Ho condannato me stesso a una vita di collaborazioni nel momento in cui ho comprato una chitarra e ho messo in piedi una band, ma al contempo ho deciso di non imparare a suonare. Senza alcuna grammatica musicale in testa, non ero nemmeno in grado di ricordarmi gli accordi da una prova all’altra. Cosa che ha provocato l’effetto desiderato di sviluppare la concentrazione, insieme ad alcune conseguenze che non avevo previsto. Infatti, quando a causa di questa coraggiosa decisione iniziai a essere riconosciuto e celebrato e fui in grado di assumere musicisti professionisti che mi accompagnassero, questi hanno cominciato a umiliarmi in ogni momento a causa della mia ignoranza in materia musicale.
Tuttavia ho resistito a tali pressioni e tuttora non so suonare la chitarra.
Le mie attuali opinioni sulle collaborazioni in ambito musicale sono nate dall’osservazione delle rock band e dal modo in cui effettivamente riescono a realizzare ciò che nessun compositore o musicista, lavorando da solo, potrebbe fare. Queste mie convinzioni hanno trovato immediata conferma quando ho conosciuto l’opera di William Burroughs e Brion Gysin The Third Mind.

# [Dati forniti]
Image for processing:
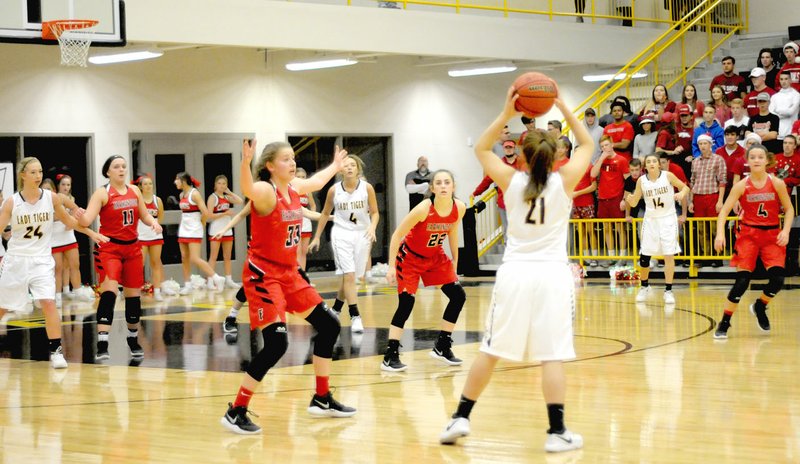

# [Obiettivi]
1. Per favore, indica se le affermazioni (a), (b) e (c) concordano con il brano sulle collaborazioni musicali, rispondendo sì o no e citando le parole del brano che lo dimostrano. (a) Chi scrive ha imparato a suonare la chitarra dopo aver assunto musicisti professionisti. (b) I musicisti professionisti assunti umiliavano chi scrive per la sua ignoranza musicale. (c) Le convinzioni di chi scrive sulle collaborazioni trovarono conferma nell'opera The Third Mind.
2. Riprendi il brano sulle collaborazioni musicali dal punto in cui si interrompe e proseguilo.

# [Risposte fornite]
1.
(a) No: «tuttora non so suonare la chitarra».
(b) Sì: «questi hanno cominciato a umiliarmi in ogni momento a causa della mia ignoranza in materia musicale».
(c) Sì: «Queste mie convinzioni hanno trovato immediata conferma quando ho conosciuto l’opera di William Burroughs e Brion Gysin The Third Mind».

2.
In seguito mi sono interessato alle imprese di gruppi artistici come gli Squat Theatre e agli arrangiamenti live di formazioni quali Sun Ra e la sua Arkestra. Quando ho cominciato a documentarmi in maniera più sistematica su queste unioni, ho scoperto di non essere il solo. Dal film di Scott e Beth B su Jim Jones alla collezione dei poster di Otto Muehl di Chris Wool, dai Gelitin a Reena Spaulings, tutti sembravano essere interessati alla cooperazione. In quanto membro di una band e produttore musicale l’idea di collaborazione per me, come per gran parte dei musicisti, rappresenta uno stile di vita. Forse più di altri, o almeno prima di molti, sono stato attratto dalla possibilità di collaborare con artisti provenienti da altri ambiti. Probabilmente ho approfittato in modo eccessivo della gelosia che gli artisti generalmente nutrono nei confronti dei musicisti, ma, a dir la verità, anch’io sono sempre stato invidioso degli artisti e del modo in cui riescono a concepire la loro arte.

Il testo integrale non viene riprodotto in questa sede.